**Task details:**
Format every line of the rows below as a JSON list of strings, with one string per line and no blank lines.

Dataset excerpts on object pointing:
▼▼▼

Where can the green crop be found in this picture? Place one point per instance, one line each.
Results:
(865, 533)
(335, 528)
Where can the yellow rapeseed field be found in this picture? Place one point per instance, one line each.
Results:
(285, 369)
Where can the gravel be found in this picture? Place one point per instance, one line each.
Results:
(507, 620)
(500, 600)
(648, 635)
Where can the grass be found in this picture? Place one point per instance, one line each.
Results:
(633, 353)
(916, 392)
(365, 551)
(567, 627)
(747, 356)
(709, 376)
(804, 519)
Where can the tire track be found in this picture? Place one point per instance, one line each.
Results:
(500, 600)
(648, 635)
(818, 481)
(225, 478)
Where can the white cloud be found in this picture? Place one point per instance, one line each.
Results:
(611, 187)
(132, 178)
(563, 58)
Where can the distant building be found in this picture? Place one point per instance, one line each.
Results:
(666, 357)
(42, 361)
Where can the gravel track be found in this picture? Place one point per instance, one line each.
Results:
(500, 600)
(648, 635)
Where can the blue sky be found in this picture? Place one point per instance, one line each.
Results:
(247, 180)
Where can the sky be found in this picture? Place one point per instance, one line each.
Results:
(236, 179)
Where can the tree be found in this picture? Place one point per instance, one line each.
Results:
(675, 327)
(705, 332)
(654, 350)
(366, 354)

▲▲▲

**Finished exercise:**
[
  "Where can the green crop be found in this picture? Place one point per instance, one line each.",
  "Results:",
  "(865, 533)",
  "(335, 528)",
  "Where can the yellow rapeseed field be found in this picture? Place one point per instance, one line each.",
  "Results:",
  "(285, 369)",
  "Where can the gravel be found in this picture? Place one point per instance, one line each.",
  "Results:",
  "(507, 620)",
  "(500, 600)",
  "(648, 635)",
  "Where can the grass be found in this picture? Place one point per instance, one line each.",
  "Results:",
  "(633, 353)",
  "(916, 392)",
  "(365, 551)",
  "(567, 627)",
  "(747, 356)",
  "(709, 376)",
  "(804, 519)",
  "Where can the tire track be found in this picture? Place one point per instance, one line each.",
  "Results:",
  "(500, 600)",
  "(648, 635)",
  "(818, 481)",
  "(225, 478)",
  "Where can the white cloud be found in this picture? Place one point per instance, one line each.",
  "Results:",
  "(611, 187)",
  "(132, 178)",
  "(563, 58)",
  "Where can the distant building be found in this picture? Place one point per instance, one line each.",
  "Results:",
  "(666, 357)",
  "(42, 361)",
  "Where can the gravel track be found in this picture? Place one point per instance, one line each.",
  "Results:",
  "(500, 600)",
  "(648, 635)",
  "Where can the blue sky be found in this picture? Place one point per instance, one line each.",
  "Results:",
  "(247, 180)",
  "Where can the sky be found in this picture? Place one point per instance, one line each.",
  "Results:",
  "(236, 179)",
  "Where can the tree be found in this picture? Place one point per instance, one line each.",
  "Results:",
  "(675, 327)",
  "(705, 332)",
  "(654, 350)",
  "(366, 354)"
]